### APPLY WHAT YOU READ
#1 Return the passage of the article on Bahrain's citizenship revocations from "Other prominent names" down to "were left stateless.", copied word for word.
#2 In one to three sentences, explain how the Bahraini government justifies revoking citizenship, according to the article on Bahrain's citizenship revocations.
#3 Continue the article on Bahrain's citizenship revocations from the point where it ends.

### DOCUMENT PASSAGE
★ ★ ★ ★ ★
Activists condemn Bahrain’s use of citizenship revocation

Human rights activists say Bahraini government has stripped hundreds of their nationality as a tool to suppress dissent.

Bahrain protest demonstration flag
Bahrain was the first Gulf Arab state to have experienced significant unrest during the 2011 Arab Spring [File: Hamad I Mohammed/Reuters]

Human rights workers and activists have condemned the Bahraini government for its use of citizenship revocation as a “political tool” to crack down on dissent.

In a virtual event on Thursday organised by Americans for Democracy and Human Rights in Bahrain (ADHRB) and titled Citizenship in Bahrain, Right or Privilege, organisers and participants marked eight years since the Gulf Arab state revoked the nationality of 31 citizens.

The move was the first in a series of similar citizenship revocations.

Abdulghani al-Khanjar, a leading Bahraini political activist whose nationality was stripped by the government, said that the authorities have used citizenship revocation as a “tool to terrorise activists and their families and deny them of their political and civic rights”.

Bahrain was the first Gulf Arab state to have experienced significant unrest during the 2011 Arab Spring. The Bahraini government, which has faced protracted unrest among the country’s Shia community, said at the time that the move targeted men who had damaged its national security.

Bahraini human rights activist Hussain Abdulla, who moderated the discussion, was among the group of men whose citizenship was revoked in 2012.

Other prominent names included London-based dissidents Saeed al-Shehabi and Ali Mushaima – the son of jailed opposition leader Hassan Mushaima – and two former parliamentarians from the leading Shia party al-Wefaq, Jawad and Jalal Fairooz, according to reports at the time.

Abdulla, who is also the executive director of the ADHRB, said hundreds of Bahrainis have since been stripped of their nationality, adding that unlike himself – a dual United States national at the time – most of them were left stateless.

Bahrain protestAnti-government protesters waving Bahraini flags attending a rally organised by Bahrain”s main oppostion society Al Wefaq, in Budaiya, west in 2013 [File: Hamad Mohammed/Reuters]

‘Sectarian tool’

Al-Khanjar, who was arrested in 2010 along with other activists, said he was tortured in prison for six months before being released and going into hiding for two years. He eventually fled to Tehran and has since been given a 30-year prison sentence in absentia.

Al-Khanjar added that Bahrain’s Sunni ruling family has used citizenship revocation as a “sectarian tool” against the country’s majority Shia population, and as a means to crack down on dissent and the opposition more generally.

The government has denied that it represses the opposition or targets the Shia community, justifying its moves as a means to protect national security against alleged “terrorist” groups backed by Iran.

Since protests erupted in the kingdom in 2011, the Bahraini government has prosecuted hundreds of political and human rights activists and journalists in mass trials, banned opposition groups and revoked the citizenship of about 1,000 nationals, according to human rights organisations and activists.
★ ★ ★ ★ ★
### SOURCE INFORMATION
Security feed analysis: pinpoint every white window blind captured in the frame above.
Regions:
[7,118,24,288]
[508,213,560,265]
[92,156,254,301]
★ ★ ★ ★ ★
### ANSWERS TO EACH TASK
#1
Other prominent names included London-based dissidents Saeed al-Shehabi and Ali Mushaima – the son of jailed opposition leader Hassan Mushaima – and two former parliamentarians from the leading Shia party al-Wefaq, Jawad and Jalal Fairooz, according to reports at the time.

Abdulla, who is also the executive director of the ADHRB, said hundreds of Bahrainis have since been stripped of their nationality, adding that unlike himself – a dual United States national at the time – most of them were left stateless.

#2 When it revoked the nationality of 31 citizens in 2012, the government said the move targeted men who had damaged its national security. More broadly, it denies repressing the opposition or targeting the Shia community. It presents its actions as protecting national security against alleged "terrorist" groups backed by Iran.

#3
Many of those stripped of their nationality were given back their citizenship under an amnesty in 2019.

According to al-Khanjar, about 400 activists remain stripped of their citizenship.

“The Al-Khalifas [Bahrain’s ruling family] think that citizenship is a privilege they can take away from people,” he said, calling on the new administration of United States President-elect Joe Biden to pressure the Gulf state into changing its approach.

Bahrain protestsA small group of men marching in support of political prisoners in Manama, Bahrain [File: Hasan Jamali/AP]

‘Silencing the opposition’

Also speaking at the virtual event, Zahra Albarazi, an independent consultant on statelessness, said that citizenship revocation was being used by states, including Bahrain, as “a political tool” – in violation of international law, as it left people stateless.

“There are very strict conditions [under international law] when it comes to stripping people of their citizenship – especially if it will leave them stateless, which is the situation with the majority of the cases [in Bahrain],” said Albarazi.

“It is a very easy method to silence the opposition. If you are trying to delegitimise a group of people’s voices, taking away their citizenship, take away their right to speak about national issues.

“It silences opposition, because they know the consequences of becoming stateless and being left completely without any rights,” she said.

Courtney Radsch, advocacy director at the Committee to Protect Journalists, said the practice was also used to suppress freedom of expression and freedom of the press with the Bahraini government targeting many journalists and bloggers.

“There are numerous journalists and bloggers who are imprisoned, and in some cases denied adequate medical treatment. This has been an ongoing problem for years,” she said.

Mouna Ben Garga from the World Alliance for Citizen Participation [CIVICUS] said that Bahrain was at the forefront of states using the practice.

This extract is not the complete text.